Given instruction. Starting with the line that contains "indicate the cracked" and going on through the line that contains "column 204, row 664", rewrite those lines with "yellow leaf" changed to "golden leaf", leaving everything else the same.

(Image point annotation entries)

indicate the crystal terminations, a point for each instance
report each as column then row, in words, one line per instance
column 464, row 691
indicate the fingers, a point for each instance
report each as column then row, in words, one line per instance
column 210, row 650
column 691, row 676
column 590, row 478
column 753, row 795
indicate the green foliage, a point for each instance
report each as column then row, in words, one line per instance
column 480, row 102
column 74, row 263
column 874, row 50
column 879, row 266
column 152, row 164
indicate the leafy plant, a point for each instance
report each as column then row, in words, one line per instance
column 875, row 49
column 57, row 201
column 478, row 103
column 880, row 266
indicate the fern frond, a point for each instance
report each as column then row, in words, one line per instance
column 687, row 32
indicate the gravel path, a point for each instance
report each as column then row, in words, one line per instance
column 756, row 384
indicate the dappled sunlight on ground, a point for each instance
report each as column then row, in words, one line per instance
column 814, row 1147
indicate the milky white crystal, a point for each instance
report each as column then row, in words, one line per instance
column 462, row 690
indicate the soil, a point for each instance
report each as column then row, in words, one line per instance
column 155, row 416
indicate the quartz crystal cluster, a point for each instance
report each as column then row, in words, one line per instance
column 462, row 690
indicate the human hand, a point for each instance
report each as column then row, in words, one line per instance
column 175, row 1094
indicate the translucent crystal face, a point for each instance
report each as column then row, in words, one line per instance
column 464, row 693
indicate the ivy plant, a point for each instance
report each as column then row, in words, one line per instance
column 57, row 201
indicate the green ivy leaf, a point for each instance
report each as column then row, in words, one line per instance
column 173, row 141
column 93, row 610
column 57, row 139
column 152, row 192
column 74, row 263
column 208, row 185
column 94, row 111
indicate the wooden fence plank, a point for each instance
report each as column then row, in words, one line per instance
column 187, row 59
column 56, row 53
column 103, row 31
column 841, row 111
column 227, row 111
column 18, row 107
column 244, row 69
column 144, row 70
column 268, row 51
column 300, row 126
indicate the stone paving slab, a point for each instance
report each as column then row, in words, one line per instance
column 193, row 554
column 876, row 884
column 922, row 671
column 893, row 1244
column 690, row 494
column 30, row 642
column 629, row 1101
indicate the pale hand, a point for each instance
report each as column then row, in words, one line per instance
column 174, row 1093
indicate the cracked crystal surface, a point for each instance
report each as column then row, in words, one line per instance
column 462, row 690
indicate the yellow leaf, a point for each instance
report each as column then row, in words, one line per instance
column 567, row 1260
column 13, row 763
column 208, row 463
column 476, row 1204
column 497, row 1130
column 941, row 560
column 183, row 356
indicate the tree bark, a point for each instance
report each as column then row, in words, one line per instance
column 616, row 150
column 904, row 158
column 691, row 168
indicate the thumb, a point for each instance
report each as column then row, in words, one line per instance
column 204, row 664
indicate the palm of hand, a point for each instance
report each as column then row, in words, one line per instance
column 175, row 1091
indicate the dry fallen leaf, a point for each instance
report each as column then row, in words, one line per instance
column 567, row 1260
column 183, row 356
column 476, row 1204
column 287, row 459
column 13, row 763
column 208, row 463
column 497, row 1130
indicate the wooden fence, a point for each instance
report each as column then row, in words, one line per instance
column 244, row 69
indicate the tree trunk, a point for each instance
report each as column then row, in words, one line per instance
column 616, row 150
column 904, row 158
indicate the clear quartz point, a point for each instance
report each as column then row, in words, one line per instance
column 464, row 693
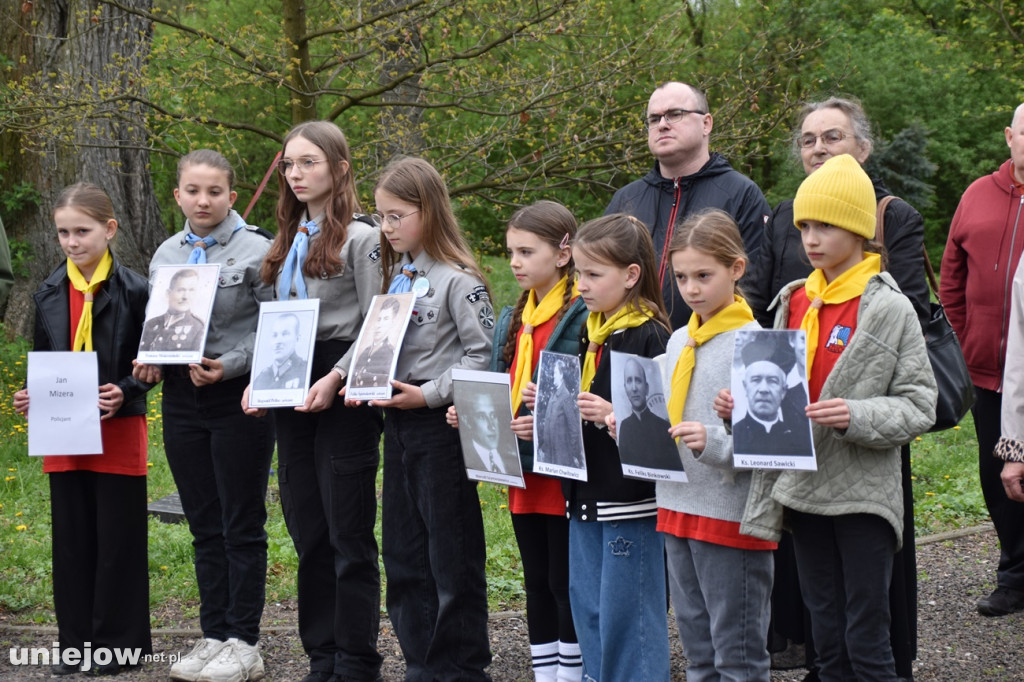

Written answer.
indicate the cracked crystal surface, a point for each instance
report each as column then row, in words, one line per instance
column 462, row 690
indicate the golden leaf, a point for each instance
report each as column then row, in words, one line per instance
column 567, row 1260
column 13, row 763
column 208, row 463
column 476, row 1204
column 497, row 1130
column 941, row 560
column 183, row 356
indicate the tree bark, a point for each instance
report each as column then row, in words, one line per instance
column 616, row 150
column 904, row 158
column 691, row 168
indicate the thumb, a point for each instance
report each as column then row, in words, one line per instance
column 204, row 664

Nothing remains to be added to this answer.